## [DESCRIPTION OF THE TASK]
In the data, find the word "below" and copy out every line that has it.

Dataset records
##########
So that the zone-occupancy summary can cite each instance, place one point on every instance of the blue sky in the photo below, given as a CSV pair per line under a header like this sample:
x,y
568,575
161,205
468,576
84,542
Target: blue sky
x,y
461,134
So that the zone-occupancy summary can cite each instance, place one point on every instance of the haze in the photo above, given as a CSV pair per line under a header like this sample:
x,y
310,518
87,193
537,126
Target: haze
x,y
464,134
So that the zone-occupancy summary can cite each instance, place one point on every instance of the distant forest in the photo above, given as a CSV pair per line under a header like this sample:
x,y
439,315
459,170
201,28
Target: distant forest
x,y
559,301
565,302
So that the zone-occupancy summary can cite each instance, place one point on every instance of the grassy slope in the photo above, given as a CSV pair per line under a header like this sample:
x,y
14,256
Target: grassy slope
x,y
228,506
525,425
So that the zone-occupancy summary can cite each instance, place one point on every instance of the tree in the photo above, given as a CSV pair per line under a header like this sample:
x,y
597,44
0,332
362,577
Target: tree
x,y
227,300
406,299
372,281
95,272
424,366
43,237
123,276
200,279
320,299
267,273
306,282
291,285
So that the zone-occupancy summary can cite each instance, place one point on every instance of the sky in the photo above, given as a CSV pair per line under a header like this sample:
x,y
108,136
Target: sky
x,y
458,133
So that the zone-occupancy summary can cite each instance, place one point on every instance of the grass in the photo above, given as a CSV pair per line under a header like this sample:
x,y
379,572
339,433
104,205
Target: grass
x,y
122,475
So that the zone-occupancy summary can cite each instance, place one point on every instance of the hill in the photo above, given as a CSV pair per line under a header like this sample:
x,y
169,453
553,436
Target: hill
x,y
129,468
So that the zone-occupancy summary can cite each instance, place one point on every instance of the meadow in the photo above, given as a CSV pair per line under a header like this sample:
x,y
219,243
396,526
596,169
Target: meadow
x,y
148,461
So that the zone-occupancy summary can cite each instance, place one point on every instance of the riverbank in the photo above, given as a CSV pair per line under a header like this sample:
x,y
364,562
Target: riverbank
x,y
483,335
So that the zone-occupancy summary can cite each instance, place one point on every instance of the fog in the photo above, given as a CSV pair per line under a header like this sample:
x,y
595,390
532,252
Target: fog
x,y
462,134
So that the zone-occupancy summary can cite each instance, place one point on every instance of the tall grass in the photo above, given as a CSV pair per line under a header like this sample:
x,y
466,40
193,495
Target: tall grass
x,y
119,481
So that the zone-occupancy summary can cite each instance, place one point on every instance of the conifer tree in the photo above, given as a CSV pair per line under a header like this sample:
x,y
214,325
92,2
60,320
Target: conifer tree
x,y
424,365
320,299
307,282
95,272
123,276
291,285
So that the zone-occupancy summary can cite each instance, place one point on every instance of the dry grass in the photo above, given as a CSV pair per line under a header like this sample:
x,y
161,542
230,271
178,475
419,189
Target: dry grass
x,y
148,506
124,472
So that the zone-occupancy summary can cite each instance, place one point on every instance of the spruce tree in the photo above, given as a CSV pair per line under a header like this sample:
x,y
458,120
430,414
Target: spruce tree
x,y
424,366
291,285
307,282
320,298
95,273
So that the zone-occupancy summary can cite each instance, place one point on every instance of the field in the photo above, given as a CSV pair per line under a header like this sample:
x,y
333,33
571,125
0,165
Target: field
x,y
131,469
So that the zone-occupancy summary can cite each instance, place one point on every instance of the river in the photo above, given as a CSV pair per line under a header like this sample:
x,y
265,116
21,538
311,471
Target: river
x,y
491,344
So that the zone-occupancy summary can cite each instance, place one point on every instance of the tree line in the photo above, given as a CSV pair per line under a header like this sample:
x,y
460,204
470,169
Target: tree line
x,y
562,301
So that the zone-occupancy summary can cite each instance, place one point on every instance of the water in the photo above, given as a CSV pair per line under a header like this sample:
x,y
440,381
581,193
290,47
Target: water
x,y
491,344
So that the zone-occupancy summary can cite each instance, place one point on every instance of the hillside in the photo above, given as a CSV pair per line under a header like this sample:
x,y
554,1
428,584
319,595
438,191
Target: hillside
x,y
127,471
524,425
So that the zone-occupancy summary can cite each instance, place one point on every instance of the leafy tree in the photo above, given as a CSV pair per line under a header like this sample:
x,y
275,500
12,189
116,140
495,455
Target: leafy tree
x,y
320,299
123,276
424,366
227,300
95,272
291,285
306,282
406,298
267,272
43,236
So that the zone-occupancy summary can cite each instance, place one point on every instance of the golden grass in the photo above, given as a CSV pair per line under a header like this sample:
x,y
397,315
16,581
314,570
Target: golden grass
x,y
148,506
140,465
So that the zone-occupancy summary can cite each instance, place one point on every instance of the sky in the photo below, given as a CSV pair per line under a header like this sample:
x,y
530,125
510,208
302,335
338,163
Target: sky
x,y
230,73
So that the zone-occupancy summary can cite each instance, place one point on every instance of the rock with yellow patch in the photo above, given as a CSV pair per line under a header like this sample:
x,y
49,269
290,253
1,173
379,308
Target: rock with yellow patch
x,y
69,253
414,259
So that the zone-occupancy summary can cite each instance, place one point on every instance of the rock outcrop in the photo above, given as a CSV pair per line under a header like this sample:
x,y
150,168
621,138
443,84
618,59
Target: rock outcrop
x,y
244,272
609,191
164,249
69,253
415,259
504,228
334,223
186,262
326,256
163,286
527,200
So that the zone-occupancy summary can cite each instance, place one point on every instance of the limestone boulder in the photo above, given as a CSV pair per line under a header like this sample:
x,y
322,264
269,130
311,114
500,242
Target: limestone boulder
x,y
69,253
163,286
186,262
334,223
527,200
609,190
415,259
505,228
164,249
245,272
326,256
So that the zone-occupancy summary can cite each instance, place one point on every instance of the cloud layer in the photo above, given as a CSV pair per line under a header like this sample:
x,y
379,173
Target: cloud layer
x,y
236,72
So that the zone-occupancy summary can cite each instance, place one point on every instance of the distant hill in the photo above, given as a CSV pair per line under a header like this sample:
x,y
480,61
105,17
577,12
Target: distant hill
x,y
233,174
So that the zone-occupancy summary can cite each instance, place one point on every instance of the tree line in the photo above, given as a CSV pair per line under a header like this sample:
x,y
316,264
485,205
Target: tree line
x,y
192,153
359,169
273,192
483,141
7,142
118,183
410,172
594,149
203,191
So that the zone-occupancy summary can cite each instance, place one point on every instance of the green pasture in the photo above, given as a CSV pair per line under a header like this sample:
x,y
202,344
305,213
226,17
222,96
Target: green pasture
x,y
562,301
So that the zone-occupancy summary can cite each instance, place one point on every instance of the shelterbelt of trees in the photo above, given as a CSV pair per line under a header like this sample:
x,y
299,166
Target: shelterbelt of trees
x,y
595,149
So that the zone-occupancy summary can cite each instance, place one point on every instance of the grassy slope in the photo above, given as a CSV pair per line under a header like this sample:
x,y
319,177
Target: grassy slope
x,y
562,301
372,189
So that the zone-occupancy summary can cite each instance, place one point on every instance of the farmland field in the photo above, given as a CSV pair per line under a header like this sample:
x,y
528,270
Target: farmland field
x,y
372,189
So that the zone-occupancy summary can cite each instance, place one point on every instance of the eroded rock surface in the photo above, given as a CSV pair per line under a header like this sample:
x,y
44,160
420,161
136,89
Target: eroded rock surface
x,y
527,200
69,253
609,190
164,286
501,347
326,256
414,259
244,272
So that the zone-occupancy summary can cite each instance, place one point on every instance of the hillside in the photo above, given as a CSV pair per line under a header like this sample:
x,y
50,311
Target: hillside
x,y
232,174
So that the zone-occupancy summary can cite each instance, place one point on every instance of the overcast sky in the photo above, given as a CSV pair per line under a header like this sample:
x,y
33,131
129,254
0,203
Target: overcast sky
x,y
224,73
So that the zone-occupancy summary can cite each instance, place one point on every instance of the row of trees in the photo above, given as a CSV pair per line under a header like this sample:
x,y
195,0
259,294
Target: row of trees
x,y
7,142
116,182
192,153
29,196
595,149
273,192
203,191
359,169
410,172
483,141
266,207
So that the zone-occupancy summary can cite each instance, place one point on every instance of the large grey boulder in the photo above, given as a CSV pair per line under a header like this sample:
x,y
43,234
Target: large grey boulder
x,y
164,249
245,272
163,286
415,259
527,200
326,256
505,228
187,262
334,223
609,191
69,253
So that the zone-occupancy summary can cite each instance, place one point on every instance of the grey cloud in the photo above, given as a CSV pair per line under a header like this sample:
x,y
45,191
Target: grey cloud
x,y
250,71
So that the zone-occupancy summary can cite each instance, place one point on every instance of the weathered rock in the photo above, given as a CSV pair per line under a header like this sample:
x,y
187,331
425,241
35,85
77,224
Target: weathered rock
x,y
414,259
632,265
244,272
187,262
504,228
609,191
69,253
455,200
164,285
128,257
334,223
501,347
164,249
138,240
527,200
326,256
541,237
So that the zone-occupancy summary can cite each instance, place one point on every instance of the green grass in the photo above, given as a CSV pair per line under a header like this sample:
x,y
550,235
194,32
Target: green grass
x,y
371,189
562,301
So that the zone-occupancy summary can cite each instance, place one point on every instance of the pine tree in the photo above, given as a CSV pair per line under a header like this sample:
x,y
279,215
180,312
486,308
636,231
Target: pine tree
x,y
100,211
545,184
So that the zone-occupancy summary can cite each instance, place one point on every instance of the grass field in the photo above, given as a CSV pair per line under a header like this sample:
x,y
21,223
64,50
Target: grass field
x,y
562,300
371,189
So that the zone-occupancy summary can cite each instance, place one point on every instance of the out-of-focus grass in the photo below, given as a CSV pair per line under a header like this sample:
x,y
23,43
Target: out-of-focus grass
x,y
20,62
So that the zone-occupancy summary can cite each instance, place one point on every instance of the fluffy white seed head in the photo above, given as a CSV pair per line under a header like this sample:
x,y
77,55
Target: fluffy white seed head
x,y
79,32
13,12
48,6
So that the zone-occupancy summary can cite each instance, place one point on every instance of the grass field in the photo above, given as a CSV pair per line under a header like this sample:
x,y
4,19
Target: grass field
##########
## [RESPONSE TO THIS TASK]
So that the zone-occupancy summary can cite each instance, place one point on every instance of the blue sky in the photo below, given as a CSV pair per line under a header like this sample:
So that the zone-occupancy summary can cite each instance, place one point on every instance of the sky in the photo below, given as a CSV pair per line under a header like this sample:
So that the zone-occupancy summary can cite each instance, place one point on every instance of the out-of-focus grass in the photo below, given as a CSV pair per line under a header like this sample:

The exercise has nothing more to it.